EXERCISE MATERIALS
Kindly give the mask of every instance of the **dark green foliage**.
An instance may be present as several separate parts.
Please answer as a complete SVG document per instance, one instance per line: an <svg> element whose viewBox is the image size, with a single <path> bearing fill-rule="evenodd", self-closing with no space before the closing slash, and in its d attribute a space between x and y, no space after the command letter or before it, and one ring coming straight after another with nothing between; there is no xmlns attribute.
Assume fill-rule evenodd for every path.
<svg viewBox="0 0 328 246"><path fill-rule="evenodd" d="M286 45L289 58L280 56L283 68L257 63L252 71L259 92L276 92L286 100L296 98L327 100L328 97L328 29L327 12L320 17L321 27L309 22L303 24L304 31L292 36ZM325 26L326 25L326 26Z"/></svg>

TASK GOAL
Rewrite the listing above as a numbered list, with blank lines left out.

SOLUTION
1. Kindly give the mask of every instance of the **dark green foliage**.
2. An instance may be present as several separate parts.
3. Please answer as a complete SVG document per instance, one instance per line: an <svg> element whose viewBox is the image size, with a single <path> bearing fill-rule="evenodd", self-closing with no space before the closing slash, and in its d attribute a space between x and y, no space after the command letter or before it, and one ring coming straight after another with nothing between; there is no xmlns attribute.
4. Assume fill-rule evenodd for every path.
5. <svg viewBox="0 0 328 246"><path fill-rule="evenodd" d="M286 45L289 58L280 56L283 68L257 63L252 71L259 92L276 92L286 100L296 98L327 100L328 97L328 29L327 12L320 17L321 27L309 22L303 24L304 31L292 36ZM325 26L326 25L326 26Z"/></svg>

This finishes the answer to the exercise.